Your objective |
Each entry below should be reproduced character for character.
^^^^
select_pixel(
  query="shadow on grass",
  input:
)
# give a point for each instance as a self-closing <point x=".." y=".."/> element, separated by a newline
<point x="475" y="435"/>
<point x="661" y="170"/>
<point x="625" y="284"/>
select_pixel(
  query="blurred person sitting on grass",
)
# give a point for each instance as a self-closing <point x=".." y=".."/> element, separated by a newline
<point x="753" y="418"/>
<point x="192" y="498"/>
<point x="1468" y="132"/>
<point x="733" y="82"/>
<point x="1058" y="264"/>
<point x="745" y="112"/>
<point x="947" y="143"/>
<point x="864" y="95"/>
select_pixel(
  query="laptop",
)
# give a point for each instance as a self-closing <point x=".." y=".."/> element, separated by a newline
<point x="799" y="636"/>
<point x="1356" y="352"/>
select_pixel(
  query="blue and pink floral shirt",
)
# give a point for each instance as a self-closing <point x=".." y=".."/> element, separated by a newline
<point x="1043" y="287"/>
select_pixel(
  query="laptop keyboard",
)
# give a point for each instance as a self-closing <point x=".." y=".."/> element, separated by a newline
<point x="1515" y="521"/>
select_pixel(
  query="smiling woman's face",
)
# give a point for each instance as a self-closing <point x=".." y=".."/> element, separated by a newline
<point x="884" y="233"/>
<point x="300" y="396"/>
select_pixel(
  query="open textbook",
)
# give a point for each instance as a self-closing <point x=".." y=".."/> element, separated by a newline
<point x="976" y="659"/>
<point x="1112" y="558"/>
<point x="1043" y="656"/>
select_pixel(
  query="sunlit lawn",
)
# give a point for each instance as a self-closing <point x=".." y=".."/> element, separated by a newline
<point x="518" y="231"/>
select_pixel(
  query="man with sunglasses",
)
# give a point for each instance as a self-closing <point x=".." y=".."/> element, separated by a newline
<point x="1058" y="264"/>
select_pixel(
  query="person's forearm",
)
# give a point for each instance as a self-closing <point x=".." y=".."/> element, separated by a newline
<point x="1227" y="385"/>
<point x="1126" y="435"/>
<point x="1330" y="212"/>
^^^^
Written answer |
select_pixel(
  query="shadow on grass",
  input:
)
# give a point for each instance as a self-closing <point x=".." y=".."/> element, separated by a newline
<point x="475" y="435"/>
<point x="661" y="170"/>
<point x="625" y="284"/>
select_pixel(
  query="blurred person sitting on grass",
)
# give a point for each instance as a self-closing <point x=".." y=".."/> element, separated by a newline
<point x="753" y="418"/>
<point x="192" y="498"/>
<point x="1468" y="132"/>
<point x="733" y="82"/>
<point x="1058" y="264"/>
<point x="745" y="112"/>
<point x="947" y="143"/>
<point x="864" y="95"/>
select_pixel(
  query="laptop",
)
# give a point for each instance as a self-closing <point x=".." y=".."/> element, separated by a newline
<point x="799" y="636"/>
<point x="1356" y="352"/>
select_pixel(
  query="blue and pink floral shirt",
)
# give a point for each instance as a self-closing <point x=".." y=".."/> element, separated by a newline
<point x="1043" y="287"/>
select_pixel(
  query="laptop keyboard",
)
# give a point for each instance as a self-closing <point x=".." y=".."/> element, separated by a newline
<point x="1515" y="521"/>
select_pixel(
  query="smiling woman's face",
)
# give a point for each instance as a self-closing <point x=".." y=".."/> element, separated by a newline
<point x="884" y="233"/>
<point x="300" y="396"/>
select_pixel(
  query="open textbook",
)
# give a point for each instance as a self-closing <point x=".." y=".."/> element, separated by a newline
<point x="976" y="659"/>
<point x="1112" y="558"/>
<point x="1043" y="656"/>
select_pixel(
  query="sunlit lawn",
)
# give a point for each instance as a self-closing <point x=".." y=".."/> element, separated by a newline
<point x="518" y="231"/>
select_pixel(
  query="man with sunglasses",
)
# give a point for each instance as a self-closing <point x=".." y=".."/> element, separated by a newline
<point x="1058" y="264"/>
select_pixel(
  query="person's forearm",
)
# give a point for each instance as a self-closing <point x=".." y=".."/> element, separated by a newline
<point x="1227" y="385"/>
<point x="1126" y="435"/>
<point x="1330" y="212"/>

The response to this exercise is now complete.